→ REQUIREMENT: Give back, word for word, the lines in the listing below from the one holding "Annotation guideline. For every instance of the brown branch" down to the one holding "Annotation guideline. For every instance of the brown seed", both ends included.

::: MATERIAL TO PROCESS

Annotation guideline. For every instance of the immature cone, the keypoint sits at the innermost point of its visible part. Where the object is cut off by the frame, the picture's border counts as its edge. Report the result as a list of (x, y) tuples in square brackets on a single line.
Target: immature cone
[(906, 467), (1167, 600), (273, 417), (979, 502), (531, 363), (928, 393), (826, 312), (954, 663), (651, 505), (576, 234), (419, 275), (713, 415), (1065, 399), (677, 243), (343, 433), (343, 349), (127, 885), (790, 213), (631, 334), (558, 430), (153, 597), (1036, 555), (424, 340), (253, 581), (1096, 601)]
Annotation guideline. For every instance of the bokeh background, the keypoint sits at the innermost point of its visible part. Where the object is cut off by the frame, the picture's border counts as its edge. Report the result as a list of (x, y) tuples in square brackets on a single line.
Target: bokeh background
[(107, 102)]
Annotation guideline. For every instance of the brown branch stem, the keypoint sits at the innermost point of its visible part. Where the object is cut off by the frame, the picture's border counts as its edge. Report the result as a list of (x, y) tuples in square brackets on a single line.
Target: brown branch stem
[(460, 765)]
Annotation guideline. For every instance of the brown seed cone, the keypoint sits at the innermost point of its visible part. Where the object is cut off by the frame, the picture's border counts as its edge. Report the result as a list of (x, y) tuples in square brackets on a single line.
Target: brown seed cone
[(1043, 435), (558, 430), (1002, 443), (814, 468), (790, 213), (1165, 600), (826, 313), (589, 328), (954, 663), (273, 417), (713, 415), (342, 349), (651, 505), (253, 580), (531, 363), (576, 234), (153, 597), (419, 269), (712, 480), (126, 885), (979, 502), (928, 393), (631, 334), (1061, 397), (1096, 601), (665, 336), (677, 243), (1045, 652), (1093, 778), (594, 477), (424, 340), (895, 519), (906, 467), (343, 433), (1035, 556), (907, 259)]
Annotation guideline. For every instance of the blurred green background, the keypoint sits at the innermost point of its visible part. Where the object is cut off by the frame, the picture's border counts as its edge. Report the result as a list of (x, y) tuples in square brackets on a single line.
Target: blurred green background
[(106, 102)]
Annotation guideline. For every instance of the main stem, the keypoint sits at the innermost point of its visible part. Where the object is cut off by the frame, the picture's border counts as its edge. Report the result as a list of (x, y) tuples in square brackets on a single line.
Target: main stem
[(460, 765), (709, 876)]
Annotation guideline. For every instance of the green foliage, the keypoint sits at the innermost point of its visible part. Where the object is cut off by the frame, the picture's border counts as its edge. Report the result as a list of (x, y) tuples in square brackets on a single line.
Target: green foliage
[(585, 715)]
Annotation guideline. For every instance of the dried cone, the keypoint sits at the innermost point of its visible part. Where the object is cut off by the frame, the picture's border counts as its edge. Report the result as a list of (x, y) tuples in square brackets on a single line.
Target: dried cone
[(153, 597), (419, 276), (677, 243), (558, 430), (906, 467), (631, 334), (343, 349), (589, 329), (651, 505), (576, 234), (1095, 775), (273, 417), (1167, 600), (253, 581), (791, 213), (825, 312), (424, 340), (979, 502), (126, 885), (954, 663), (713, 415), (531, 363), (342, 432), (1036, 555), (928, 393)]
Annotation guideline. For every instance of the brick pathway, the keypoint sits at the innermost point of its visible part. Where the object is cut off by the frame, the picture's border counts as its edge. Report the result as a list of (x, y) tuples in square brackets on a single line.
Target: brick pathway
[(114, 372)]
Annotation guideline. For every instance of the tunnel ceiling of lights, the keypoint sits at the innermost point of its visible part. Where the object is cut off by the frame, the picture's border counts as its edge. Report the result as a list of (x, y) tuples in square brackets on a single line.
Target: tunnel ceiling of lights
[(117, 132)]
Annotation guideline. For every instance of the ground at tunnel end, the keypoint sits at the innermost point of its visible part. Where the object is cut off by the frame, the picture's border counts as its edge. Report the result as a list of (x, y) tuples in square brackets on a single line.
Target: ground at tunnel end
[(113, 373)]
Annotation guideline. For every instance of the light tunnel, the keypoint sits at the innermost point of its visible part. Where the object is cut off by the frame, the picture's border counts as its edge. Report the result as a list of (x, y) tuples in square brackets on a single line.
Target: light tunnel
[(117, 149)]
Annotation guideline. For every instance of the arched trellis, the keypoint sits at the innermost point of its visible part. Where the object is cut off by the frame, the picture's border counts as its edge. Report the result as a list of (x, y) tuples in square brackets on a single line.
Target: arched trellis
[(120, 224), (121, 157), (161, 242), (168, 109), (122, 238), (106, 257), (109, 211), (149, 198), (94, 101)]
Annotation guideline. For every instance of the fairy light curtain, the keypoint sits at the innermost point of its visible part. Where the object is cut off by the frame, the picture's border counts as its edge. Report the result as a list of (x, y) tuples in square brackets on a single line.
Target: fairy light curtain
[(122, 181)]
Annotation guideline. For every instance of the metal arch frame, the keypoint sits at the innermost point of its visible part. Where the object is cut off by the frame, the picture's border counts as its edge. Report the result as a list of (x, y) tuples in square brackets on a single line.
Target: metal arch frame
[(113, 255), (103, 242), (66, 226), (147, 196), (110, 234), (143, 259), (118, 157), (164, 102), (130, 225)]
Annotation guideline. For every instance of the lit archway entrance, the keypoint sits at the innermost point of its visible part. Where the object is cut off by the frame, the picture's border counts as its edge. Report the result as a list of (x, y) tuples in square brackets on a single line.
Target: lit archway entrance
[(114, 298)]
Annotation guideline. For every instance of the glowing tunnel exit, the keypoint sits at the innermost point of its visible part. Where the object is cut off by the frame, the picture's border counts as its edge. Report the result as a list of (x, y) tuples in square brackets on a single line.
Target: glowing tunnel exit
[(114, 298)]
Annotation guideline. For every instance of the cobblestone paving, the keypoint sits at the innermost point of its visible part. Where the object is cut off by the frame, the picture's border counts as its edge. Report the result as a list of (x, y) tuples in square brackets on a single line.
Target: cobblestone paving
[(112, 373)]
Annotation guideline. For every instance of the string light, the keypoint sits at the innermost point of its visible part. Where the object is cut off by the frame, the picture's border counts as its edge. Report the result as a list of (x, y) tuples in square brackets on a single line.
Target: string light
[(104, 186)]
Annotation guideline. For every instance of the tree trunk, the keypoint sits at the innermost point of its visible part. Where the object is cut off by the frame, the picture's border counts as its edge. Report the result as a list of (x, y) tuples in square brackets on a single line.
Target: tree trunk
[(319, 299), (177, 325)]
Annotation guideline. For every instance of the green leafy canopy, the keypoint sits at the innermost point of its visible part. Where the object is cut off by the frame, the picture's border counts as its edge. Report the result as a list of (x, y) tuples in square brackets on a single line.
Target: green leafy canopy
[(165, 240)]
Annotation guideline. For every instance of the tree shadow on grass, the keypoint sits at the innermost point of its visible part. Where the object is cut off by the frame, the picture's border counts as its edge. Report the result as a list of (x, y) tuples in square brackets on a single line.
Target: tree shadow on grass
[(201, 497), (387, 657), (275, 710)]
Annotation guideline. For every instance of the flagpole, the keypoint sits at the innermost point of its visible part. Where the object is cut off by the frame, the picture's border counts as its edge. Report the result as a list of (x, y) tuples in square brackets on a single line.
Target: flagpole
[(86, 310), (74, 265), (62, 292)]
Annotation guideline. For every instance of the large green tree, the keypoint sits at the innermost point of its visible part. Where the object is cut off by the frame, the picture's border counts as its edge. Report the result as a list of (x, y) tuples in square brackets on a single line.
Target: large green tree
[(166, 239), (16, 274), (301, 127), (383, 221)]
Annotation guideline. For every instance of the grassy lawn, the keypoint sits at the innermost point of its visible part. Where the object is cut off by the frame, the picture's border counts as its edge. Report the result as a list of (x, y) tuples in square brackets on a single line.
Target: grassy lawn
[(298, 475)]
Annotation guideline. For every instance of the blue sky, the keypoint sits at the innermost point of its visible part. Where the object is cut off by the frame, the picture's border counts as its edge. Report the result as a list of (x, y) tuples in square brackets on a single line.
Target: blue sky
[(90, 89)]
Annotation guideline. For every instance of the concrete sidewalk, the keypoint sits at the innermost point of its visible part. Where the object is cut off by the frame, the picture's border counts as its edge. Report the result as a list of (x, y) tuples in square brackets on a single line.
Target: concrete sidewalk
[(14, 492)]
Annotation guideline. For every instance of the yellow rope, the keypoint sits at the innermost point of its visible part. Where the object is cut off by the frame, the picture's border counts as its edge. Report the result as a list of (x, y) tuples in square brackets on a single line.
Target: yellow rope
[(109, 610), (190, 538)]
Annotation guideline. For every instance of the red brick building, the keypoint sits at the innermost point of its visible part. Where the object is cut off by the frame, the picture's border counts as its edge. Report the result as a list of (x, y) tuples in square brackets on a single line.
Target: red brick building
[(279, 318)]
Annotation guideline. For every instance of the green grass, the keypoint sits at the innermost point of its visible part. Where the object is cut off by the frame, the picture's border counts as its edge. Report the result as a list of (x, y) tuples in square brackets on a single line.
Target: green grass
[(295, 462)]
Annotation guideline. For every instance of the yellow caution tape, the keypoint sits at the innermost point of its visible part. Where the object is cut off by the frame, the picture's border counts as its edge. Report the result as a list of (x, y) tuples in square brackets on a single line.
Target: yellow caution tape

::::::

→ SOLUTION TO THE PROBLEM:
Annotation guideline. For every instance of the brown branch stem, the keypoint sits at the innermost point of its visible part. Where the object is cut off by the frame, the picture's border counts as its edge. Report the result as a list of (x, y) tuples in square brackets on a single line.
Target: brown branch stem
[(460, 765)]
Annotation guideline. For every instance of the brown seed cone, the keypoint sits at the innermost point of its visible part. Where the object is cut off by the frame, the picture's border counts as its edge. Report the result as a list of (x, y) tuples in square brackets on a single line.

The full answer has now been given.